In der Realität war die Stimmung eher verhalten. Viele sahen mehr Aufwand als Nutzen, Trainings wurden zum Zwangstermin, und nicht wenige nutzten fehlende Schulungen als legitimen Grund, bestimmte Aufgaben nicht ausführen zu können. Digitalisierung ging selten von den Menschen aus – sie wurde ihnen gebracht.

Heute erleben wir das Gegenteil, und zwar so deutlich, dass ich beim Beobachten manchmal schmunzeln muss. In nahezu jedem Workshop nutzen fast alle Teilnehmenden ChatGPT oder ähnliche Tools – privat, beruflich, oft täglich. Und niemand wartet auf ein Training. Diese Zeiten sind vorbei.

Die Menschen experimentieren einfach, weil es sofort Sinn ergibt und unmittelbar Zeit spart. Es ist die erste Technologie, die nicht auf Akzeptanz angewiesen ist, weil sie längst akzeptiert wurde, bevor Unternehmen überhaupt reagieren konnten.

Diesmal treiben nicht die Unternehmen die Digitalisierung voran, sondern ihre Mitarbeitenden. Eine leise, pragmatische Revolution von unten.

Warum das so ist? Tools wie ChatGPT & Co. liefern sofort spürbaren Nutzen. Sie passen sich an den Menschen an – und nicht der Mensch an sie. Häufig wird schon privat genutzt, bevor es bei der Arbeit erlaubt ist. Wer abends eine komplexe E-Mail in Minuten sortiert bekommt, möchte tagsüber nicht wieder in den alten Zustand zurück. Der Vergleich fällt schlicht zu deutlich aus.

Natürlich entstehen dabei auch neue Herausforderungen. Schattennutzung, Sicherheitsfragen, qualitative Unterschiede in der Arbeit – all das existiert.

Mitgeliefertes Material >>

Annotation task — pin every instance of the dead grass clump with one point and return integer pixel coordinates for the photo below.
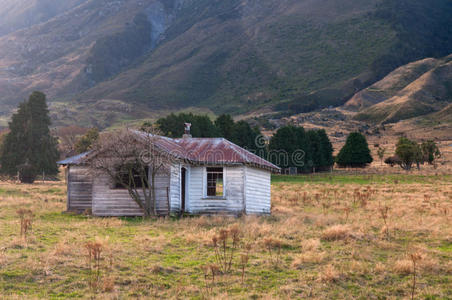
(62, 248)
(403, 267)
(108, 284)
(336, 232)
(26, 219)
(379, 268)
(309, 257)
(225, 245)
(329, 274)
(311, 245)
(273, 246)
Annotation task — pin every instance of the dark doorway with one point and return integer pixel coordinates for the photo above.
(183, 192)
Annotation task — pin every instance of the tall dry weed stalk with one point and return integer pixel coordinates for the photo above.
(273, 247)
(210, 271)
(225, 245)
(384, 214)
(415, 257)
(95, 249)
(244, 258)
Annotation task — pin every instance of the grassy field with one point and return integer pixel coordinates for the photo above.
(328, 237)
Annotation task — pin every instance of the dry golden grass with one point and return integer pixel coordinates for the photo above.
(321, 242)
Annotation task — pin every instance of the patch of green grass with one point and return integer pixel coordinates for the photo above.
(342, 179)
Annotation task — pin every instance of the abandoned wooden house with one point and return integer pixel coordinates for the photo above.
(209, 176)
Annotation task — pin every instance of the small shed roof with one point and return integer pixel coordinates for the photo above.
(74, 160)
(204, 151)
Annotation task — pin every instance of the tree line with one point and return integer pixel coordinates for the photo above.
(29, 147)
(409, 153)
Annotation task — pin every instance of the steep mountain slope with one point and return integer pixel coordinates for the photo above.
(390, 85)
(229, 56)
(15, 15)
(417, 89)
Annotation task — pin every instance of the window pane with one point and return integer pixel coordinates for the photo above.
(215, 185)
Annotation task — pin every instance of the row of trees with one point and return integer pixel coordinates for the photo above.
(409, 153)
(240, 133)
(29, 148)
(308, 151)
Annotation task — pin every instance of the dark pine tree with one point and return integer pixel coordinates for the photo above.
(225, 126)
(355, 153)
(29, 140)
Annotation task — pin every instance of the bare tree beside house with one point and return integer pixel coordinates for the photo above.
(132, 160)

Anhand der Angaben >>
• A. Zähl alle neuen Herausforderungen auf, die der Text über ChatGPT und ähnliche Tools nennt.
• B. Gib aus dem Text über ChatGPT und ähnliche Tools wörtlich wieder, was von „Die Menschen experimentieren“ bis hinunter zu „zu deutlich aus.“ steht.
Die Zeilen haben mit dem Text nichts zu tun.

Antworten nacheinander >>
• A. Schattennutzung, Sicherheitsfragen, qualitative Unterschiede in der Arbeit

• B.
Die Menschen experimentieren einfach, weil es sofort Sinn ergibt und unmittelbar Zeit spart. Es ist die erste Technologie, die nicht auf Akzeptanz angewiesen ist, weil sie längst akzeptiert wurde, bevor Unternehmen überhaupt reagieren konnten.

Diesmal treiben nicht die Unternehmen die Digitalisierung voran, sondern ihre Mitarbeitenden. Eine leise, pragmatische Revolution von unten.

Warum das so ist? Tools wie ChatGPT & Co. liefern sofort spürbaren Nutzen. Sie passen sich an den Menschen an – und nicht der Mensch an sie. Häufig wird schon privat genutzt, bevor es bei der Arbeit erlaubt ist. Wer abends eine komplexe E-Mail in Minuten sortiert bekommt, möchte tagsüber nicht wieder in den alten Zustand zurück. Der Vergleich fällt schlicht zu deutlich aus.